▸ TASK DETAILS: Reproduce exactly the line with "Place a pin on every instance of the blurred" and all the lines beneath it, stopping only at the end of the material.

▸ DATA SUPPLIED:
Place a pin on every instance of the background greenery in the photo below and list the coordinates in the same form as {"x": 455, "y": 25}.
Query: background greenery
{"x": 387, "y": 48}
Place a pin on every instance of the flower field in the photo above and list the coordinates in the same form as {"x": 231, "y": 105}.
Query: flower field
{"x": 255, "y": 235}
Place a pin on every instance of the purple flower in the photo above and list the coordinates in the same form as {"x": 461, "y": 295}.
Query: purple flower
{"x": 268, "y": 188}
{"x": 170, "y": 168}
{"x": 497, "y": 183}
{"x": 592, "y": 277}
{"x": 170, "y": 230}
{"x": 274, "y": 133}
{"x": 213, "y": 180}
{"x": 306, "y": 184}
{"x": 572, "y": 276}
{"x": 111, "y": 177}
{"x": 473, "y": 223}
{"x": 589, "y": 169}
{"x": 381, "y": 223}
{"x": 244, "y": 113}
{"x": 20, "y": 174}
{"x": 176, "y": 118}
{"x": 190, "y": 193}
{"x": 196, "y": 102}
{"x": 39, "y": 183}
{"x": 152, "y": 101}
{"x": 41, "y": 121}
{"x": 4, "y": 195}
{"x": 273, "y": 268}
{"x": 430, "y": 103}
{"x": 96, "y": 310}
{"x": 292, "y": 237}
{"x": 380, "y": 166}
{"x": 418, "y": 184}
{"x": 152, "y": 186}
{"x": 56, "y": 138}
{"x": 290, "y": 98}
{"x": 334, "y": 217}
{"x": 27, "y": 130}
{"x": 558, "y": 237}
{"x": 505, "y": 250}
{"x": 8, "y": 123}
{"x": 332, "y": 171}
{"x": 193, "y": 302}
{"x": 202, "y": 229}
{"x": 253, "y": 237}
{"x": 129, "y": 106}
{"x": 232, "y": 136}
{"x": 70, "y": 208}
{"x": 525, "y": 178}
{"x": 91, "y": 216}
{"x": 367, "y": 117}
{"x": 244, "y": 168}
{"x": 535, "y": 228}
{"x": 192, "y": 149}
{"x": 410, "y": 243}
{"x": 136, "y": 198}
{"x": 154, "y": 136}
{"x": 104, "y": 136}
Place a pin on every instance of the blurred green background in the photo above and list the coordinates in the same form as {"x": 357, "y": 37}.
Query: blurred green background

▸ ANSWER AREA:
Place a pin on every instance of the blurred green background in the photo above and list the coordinates in the same form as {"x": 357, "y": 37}.
Query: blurred green background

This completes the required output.